■ LISTED ENTRIES

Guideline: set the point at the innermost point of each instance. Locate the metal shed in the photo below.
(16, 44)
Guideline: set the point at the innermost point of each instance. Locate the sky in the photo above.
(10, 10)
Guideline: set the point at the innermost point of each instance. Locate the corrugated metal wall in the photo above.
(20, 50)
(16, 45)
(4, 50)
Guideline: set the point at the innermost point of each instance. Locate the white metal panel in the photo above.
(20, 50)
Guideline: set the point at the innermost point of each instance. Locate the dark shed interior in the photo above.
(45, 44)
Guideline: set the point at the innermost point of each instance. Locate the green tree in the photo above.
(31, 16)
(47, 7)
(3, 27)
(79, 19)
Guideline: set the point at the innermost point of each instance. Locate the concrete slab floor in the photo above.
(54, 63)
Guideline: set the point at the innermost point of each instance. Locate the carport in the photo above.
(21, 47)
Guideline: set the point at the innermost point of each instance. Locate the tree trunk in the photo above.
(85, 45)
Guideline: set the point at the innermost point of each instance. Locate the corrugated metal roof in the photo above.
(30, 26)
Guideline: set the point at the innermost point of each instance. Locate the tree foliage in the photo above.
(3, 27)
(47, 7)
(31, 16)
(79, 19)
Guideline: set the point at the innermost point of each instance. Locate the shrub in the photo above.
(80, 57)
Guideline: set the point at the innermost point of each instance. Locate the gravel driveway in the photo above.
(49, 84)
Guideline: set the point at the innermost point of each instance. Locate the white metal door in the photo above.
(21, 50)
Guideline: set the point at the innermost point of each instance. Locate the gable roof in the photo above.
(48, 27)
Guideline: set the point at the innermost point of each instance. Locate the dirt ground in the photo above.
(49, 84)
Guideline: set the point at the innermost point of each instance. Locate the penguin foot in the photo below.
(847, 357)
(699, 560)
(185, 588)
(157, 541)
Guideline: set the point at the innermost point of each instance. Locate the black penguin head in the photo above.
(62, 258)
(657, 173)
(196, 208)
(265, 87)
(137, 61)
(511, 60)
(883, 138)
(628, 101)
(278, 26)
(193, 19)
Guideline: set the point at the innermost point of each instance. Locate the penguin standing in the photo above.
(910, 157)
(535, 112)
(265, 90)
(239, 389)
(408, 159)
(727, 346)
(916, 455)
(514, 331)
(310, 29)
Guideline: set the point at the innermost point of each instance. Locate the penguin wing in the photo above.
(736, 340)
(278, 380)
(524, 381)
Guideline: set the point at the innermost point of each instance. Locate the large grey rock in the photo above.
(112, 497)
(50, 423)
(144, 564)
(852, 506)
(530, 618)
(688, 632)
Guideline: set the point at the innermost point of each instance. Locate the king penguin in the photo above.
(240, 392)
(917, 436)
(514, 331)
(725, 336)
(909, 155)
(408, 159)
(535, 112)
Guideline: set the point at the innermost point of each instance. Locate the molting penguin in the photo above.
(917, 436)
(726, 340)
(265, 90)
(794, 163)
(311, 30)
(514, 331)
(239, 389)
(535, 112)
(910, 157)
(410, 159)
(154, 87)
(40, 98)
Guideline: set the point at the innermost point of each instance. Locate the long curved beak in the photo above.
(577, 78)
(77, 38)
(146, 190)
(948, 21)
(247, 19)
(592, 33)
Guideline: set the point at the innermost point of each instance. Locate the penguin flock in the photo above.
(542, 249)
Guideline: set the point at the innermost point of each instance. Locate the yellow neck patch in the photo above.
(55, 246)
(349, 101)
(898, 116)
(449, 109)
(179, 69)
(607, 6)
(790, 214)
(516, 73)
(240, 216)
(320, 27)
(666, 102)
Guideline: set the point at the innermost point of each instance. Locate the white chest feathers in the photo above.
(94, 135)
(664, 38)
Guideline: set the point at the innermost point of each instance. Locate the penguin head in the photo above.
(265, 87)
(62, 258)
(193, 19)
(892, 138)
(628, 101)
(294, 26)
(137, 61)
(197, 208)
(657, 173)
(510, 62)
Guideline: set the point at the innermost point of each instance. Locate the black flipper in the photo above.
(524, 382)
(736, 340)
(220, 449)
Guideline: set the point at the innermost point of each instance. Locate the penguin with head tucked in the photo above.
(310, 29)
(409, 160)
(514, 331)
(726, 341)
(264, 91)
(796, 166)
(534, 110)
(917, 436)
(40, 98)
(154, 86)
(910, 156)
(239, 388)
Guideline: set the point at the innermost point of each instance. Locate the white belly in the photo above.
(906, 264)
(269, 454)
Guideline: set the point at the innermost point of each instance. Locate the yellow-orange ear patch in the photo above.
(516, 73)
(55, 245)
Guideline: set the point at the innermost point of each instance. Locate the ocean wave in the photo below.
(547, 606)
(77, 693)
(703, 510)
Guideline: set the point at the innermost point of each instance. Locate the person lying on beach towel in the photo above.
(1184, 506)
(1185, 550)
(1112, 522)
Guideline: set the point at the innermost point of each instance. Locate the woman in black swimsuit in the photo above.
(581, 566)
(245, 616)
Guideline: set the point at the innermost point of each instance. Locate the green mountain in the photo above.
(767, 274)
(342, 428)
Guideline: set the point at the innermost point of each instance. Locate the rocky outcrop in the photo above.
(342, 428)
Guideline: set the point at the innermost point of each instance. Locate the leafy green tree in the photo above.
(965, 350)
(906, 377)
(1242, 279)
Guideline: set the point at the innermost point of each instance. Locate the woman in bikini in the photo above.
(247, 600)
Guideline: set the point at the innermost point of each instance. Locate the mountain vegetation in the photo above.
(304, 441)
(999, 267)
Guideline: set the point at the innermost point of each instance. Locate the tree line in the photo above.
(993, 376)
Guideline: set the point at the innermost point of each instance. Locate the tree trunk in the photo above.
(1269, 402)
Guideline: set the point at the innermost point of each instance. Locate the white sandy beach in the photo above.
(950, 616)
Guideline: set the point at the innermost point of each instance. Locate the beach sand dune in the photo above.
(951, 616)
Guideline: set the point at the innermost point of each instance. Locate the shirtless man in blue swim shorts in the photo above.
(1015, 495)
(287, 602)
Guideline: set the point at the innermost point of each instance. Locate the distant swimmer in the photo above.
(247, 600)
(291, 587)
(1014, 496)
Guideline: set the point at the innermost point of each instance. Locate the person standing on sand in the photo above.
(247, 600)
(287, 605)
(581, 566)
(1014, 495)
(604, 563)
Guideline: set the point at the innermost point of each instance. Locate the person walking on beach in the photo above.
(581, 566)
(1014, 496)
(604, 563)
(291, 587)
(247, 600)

■ EXERCISE AIM
Copy word for word the part of the data that opens with the line containing "on beach in the photo above." and runs through the final line of the data above.

■ REPLY TO THE EXERCISE
Guideline: set the point at the innermost point of each instance. Locate the person walking on beach in the photo above.
(581, 566)
(1014, 496)
(604, 563)
(291, 587)
(247, 600)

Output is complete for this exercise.